Transcribe every line, keeping it exact.

▼

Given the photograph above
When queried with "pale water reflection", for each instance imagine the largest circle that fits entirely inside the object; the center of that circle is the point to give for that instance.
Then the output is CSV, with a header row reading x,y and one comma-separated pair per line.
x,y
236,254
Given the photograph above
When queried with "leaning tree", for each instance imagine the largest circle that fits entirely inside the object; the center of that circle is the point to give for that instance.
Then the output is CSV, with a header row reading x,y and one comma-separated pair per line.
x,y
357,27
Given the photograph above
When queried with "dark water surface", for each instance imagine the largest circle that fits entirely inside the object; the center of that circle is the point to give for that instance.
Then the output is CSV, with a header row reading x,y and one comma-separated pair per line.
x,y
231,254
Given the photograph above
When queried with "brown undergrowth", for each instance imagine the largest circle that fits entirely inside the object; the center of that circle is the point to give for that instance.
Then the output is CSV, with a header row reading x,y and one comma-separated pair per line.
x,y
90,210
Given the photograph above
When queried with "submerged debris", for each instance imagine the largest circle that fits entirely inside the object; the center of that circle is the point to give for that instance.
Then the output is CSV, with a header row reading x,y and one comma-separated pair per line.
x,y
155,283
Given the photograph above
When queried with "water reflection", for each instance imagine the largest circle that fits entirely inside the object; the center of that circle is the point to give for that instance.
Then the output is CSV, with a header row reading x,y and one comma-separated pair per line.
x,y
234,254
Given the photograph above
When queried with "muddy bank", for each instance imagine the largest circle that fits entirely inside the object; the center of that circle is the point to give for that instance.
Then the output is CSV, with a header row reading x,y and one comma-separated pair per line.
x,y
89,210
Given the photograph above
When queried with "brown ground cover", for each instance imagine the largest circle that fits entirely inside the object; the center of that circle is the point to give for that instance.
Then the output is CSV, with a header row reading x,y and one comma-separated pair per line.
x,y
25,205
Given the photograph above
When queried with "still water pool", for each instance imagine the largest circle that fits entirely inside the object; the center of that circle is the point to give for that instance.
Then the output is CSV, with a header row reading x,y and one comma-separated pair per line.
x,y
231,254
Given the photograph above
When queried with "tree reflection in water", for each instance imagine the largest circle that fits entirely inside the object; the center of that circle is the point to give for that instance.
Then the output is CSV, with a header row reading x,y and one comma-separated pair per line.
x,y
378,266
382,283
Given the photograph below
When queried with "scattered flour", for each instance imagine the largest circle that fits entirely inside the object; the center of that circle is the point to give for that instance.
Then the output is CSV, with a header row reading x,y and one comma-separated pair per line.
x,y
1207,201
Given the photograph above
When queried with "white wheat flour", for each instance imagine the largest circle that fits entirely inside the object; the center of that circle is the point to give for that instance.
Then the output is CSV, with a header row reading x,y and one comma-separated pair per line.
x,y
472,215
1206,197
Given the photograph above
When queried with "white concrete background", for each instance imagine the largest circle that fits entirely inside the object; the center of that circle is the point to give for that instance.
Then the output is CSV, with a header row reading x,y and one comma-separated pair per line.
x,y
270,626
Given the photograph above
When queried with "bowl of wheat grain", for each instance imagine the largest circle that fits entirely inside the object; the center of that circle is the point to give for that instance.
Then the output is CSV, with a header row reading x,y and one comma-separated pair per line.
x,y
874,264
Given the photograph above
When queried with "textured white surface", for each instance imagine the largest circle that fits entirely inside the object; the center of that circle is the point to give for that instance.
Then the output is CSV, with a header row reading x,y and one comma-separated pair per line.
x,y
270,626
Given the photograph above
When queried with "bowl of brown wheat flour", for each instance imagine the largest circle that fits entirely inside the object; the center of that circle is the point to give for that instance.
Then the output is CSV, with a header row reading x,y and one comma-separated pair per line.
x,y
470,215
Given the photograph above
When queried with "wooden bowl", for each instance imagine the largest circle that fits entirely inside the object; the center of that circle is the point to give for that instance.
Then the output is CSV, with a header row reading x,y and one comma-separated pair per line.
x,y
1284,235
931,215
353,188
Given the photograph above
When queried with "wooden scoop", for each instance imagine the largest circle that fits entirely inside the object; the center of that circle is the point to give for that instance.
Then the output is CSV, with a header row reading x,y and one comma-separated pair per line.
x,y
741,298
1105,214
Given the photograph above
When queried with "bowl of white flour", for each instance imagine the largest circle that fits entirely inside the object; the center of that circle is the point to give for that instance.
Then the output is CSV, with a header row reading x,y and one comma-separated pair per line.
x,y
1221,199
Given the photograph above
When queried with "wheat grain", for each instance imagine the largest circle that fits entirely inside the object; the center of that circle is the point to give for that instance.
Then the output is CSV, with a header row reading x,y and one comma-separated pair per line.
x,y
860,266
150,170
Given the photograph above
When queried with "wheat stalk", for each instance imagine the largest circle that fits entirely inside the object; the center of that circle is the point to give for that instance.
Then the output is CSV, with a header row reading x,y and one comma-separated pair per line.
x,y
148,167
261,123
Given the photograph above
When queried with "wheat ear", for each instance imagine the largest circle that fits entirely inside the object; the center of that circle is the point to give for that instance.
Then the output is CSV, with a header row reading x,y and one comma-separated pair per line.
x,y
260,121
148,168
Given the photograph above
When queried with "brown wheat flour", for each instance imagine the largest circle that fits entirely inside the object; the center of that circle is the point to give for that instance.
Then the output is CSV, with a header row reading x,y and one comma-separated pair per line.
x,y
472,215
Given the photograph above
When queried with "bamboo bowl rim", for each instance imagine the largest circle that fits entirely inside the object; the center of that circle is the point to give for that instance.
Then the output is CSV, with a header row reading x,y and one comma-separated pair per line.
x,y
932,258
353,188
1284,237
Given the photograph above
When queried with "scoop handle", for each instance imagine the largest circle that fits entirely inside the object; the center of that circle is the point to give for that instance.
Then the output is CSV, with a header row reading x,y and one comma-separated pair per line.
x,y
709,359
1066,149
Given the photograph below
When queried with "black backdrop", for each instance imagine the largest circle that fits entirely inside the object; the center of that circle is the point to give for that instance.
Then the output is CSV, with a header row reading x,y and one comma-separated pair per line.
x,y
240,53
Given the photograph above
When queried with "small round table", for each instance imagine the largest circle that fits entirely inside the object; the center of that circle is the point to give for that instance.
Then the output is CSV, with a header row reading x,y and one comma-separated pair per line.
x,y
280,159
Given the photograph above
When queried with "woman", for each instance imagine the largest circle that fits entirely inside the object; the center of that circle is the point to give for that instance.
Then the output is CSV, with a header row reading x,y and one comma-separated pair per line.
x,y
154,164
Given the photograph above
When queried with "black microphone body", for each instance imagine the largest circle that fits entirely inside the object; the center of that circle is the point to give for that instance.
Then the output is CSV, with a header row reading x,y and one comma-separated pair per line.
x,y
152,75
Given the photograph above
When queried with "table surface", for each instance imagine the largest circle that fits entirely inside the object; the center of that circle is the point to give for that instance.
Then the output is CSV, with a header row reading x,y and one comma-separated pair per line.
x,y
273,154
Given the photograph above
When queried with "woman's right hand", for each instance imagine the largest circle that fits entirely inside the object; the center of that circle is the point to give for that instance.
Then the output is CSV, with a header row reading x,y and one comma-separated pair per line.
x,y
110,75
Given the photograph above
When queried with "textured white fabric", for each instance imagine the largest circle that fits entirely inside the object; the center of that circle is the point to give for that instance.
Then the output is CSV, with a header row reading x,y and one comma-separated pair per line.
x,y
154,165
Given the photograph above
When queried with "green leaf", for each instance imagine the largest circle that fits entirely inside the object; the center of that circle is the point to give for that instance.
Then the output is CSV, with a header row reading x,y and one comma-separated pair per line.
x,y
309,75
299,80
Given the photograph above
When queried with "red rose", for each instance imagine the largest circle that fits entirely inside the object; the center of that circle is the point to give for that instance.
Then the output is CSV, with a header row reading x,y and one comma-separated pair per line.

▲

* **Solution to the problem**
Given the photograph above
When queried with "pale water reflection", for each instance imagine the largest circle that fits entirely inside the object; the center of that circle is the point to give for that instance.
Then the output is CSV, with a header row reading x,y and one comma-separated pair per line.
x,y
236,254
Given the photograph above
When queried with "leaning tree", for each instance imagine the largest circle that fits entirely inside the object; the center of that circle is the point to give for that instance.
Then the output is CSV, with a header row reading x,y and one comma-separated pair per line.
x,y
357,27
Given the photograph above
When queried with "dark water surface", for each instance imagine the largest circle that fits entirely inside the object; the center of that circle is the point to give for that instance.
Then the output is CSV, with a header row reading x,y and one comma-separated pair per line.
x,y
231,254
Given the photograph above
When queried with "brown undergrowth", for each instance imagine the largest circle that fits entirely inside the object; the center of that circle is the point to give for that instance.
Then the output is CSV, with a header row reading x,y and one comma-separated pair per line.
x,y
90,210
Given the photograph above
When queried with "submerged debris", for each instance imagine the largest circle that fits entirely inside the object; the center of that circle is the point to give for that instance.
Then the output is CSV, with a header row reading x,y and one comma-separated pair per line.
x,y
155,283
Given the photograph above
When queried with "water reflection", for each instance imagine the largest circle that fits entirely inside the object; the center of that circle is the point to give for that instance.
Then the output is CSV, with a header row reading x,y and one comma-separated pair per line.
x,y
234,254
Given the photograph above
When queried with "muddy bank", for each instance imagine the largest circle that fits entirely inside the object; the center of that circle is the point to give for that instance.
Then the output is CSV, with a header row reading x,y and one comma-separated pair per line.
x,y
89,210
Given the photograph above
When queried with "brown ground cover", for each instance imagine the largest circle that fits entirely inside the object; the center of that circle is the point to give for that instance.
Then the output is CSV, with a header row reading x,y and one comma-separated pair per line.
x,y
25,205
Given the photograph above
When queried with "still water pool", for each instance imagine the largest circle that fits entirely inside the object; the center of that circle is the point to give for that instance.
Then the output is CSV, with a header row reading x,y and one comma-separated pair per line.
x,y
231,254
Given the photograph above
When queried with "tree reflection in water", for each instance imagine the largest circle that fits entirely inside the object; the center of that circle is the point to give for that instance.
Then the output is CSV, with a header row reading x,y and one comma-separated pair per line.
x,y
378,266
382,283
Given the photograph below
When queried with "scattered flour", for each instance imagine the largest circle that fits entirely inside the object; the center of that circle is the point to give for that instance.
Then the output is CSV, with a header row reading x,y and one comma-separated pair per line.
x,y
1207,201
Given the photograph above
When queried with "white wheat flour", for each instance imagine the largest circle that fits entirely inside the object; the center of that circle is the point to give for that instance.
Then the output is CSV, with a header row reading x,y and one comma-separated pair per line.
x,y
472,215
1206,197
Given the photograph above
When queried with "white concrete background", for each instance imagine the largest circle that fits entirely inside the object; the center of that circle is the point to give for that instance.
Then the output is CSV, with a header row reading x,y and one comma-separated pair per line.
x,y
270,626
Given the photograph above
When queried with "bowl of wheat grain", for each instance imagine the largest circle that fits entirely inside the object; the center of that circle is the point to give for that instance.
Then the output is CSV, with a header row reading x,y and one comma-separated pair per line.
x,y
874,264
Given the photograph above
When queried with "textured white surface", for each instance imagine the largest circle that fits entirely inside the object; the center of that circle is the point to give for that instance.
Then the output is CSV, with a header row reading x,y and one comma-separated pair per line.
x,y
270,626
Given the photograph above
When queried with "bowl of brown wheat flour", for each instance imagine the largest circle that fits entirely inside the object; the center of that circle is the point to give for that instance.
Then the output is CSV, with a header row reading x,y and one comma-separated pair per line.
x,y
470,215
Given the photograph above
When queried with "wooden bowl", for each instance imagine the largest circle that fits entirely inside the object; the center of that circle is the point to give for that instance.
Then the output is CSV, with a header row reading x,y and one comma-separated pair per line.
x,y
1284,235
931,215
353,188
Given the photograph above
When queried with "wooden scoop", for each instance imagine the largest circle that fits entirely inside the object; the center of that circle is the point to give for that instance.
Then the output is CSV, with a header row reading x,y and one comma-separated pair per line.
x,y
741,298
1105,214
Given the photograph above
When queried with "bowl of white flour", for each instance imagine the largest circle that fits entirely inside the object; the center of that circle is the point to give for that instance.
Then the output is CSV, with a header row reading x,y and one comma-separated pair per line.
x,y
1221,199
Given the photograph above
When queried with "wheat grain", for each instance imagine the largest circle that fits entirely inside the object; the center of that circle is the point to give for that instance.
Then the output is CSV, with a header row reading x,y and one comma-separated pair per line.
x,y
860,266
150,170
Given the photograph above
When queried with "wheat stalk", for each instance imagine the largest circle that fits entirely inside the object; the center of that circle is the point to give for that instance.
Then the output is CSV, with a header row reading x,y and one comma-separated pair per line.
x,y
148,167
261,123
Given the photograph above
When queried with "wheat ear", for each instance imagine the largest circle that fits entirely inside the object; the center of that circle is the point to give for that instance.
Then the output is CSV, with a header row reading x,y and one comma-separated pair per line.
x,y
260,121
148,168
Given the photograph above
When queried with "brown wheat flour", for each instance imagine the largest circle that fits entirely inside the object; the center of that circle is the point to give for that instance.
Then the output is CSV, with a header row reading x,y and one comma-separated pair per line.
x,y
472,215
Given the photograph above
When queried with "bamboo bowl rim", for each instance imagine the largest circle that fits entirely inside the object; the center of that circle is the point to give for that instance.
Then the output is CSV, with a header row reading x,y and one comma-separated pair per line.
x,y
932,258
353,188
1284,237
Given the photograph above
When queried with "scoop handle", for each instance imagine the largest circle that fits entirely inside the object; the center of that circle is the point to give for that instance.
Then the output is CSV, with a header row reading x,y and one comma-separated pair per line.
x,y
709,359
1066,149
Given the photograph below
When queried with "black backdrop", for each instance imagine the largest circle that fits entirely inside the object; the center of that circle is the point to give for that instance.
Then the output is CSV, with a header row reading x,y and one comma-separated pair per line.
x,y
240,53
Given the photograph above
When queried with "small round table", for each instance imagine the largest circle that fits entirely inside the object; the center of that circle is the point to give for that instance.
Then the output is CSV, with a header row reading x,y and one comma-separated pair per line.
x,y
280,159
Given the photograph above
When queried with "woman", for each instance imagine the largest circle that fits entirely inside the object; the center of that circle is the point to give for that instance.
Then the output is CSV, with a header row reading x,y and one comma-separated pair per line.
x,y
154,164
Given the photograph above
When queried with "black microphone body", for each instance imagine the largest circle that fits entirely inside the object; the center of that circle is the point to give for that instance.
Then the output is CSV, with a header row reading x,y and one comma-separated pair per line.
x,y
152,75
Given the photograph above
When queried with "table surface", for each instance imagine the largest circle that fits entirely inside the object; the center of that circle is the point to give for that instance.
Then the output is CSV, with a header row reading x,y and one comma-separated pair per line.
x,y
273,154
Given the photograph above
When queried with "woman's right hand", for each instance imagine the largest circle that fits entirely inside the object; the center of that circle is the point to give for that instance.
Then the output is CSV, with a header row reading x,y and one comma-separated pair per line.
x,y
110,75
Given the photograph above
When queried with "textured white fabric", for each instance imagine the largest circle that fits entirely inside the object; the center of that circle is the point to give for that instance.
Then the output is CSV, with a header row reading x,y and one comma-separated pair per line.
x,y
154,165
Given the photograph above
When queried with "green leaf", for each instance imagine the largest circle that fits entirely inside the object; the center of that circle is the point to give for that instance.
Then the output is CSV, with a header row reading x,y and one comma-separated pair per line.
x,y
309,75
299,80
Given the photograph above
When queried with "red rose", for each instance imagine the largest circle that fits entirely inside the object; the center of that circle is the point to give for that instance.
Then the output is CSV, with a header row reading x,y and one comma-separated pair per line.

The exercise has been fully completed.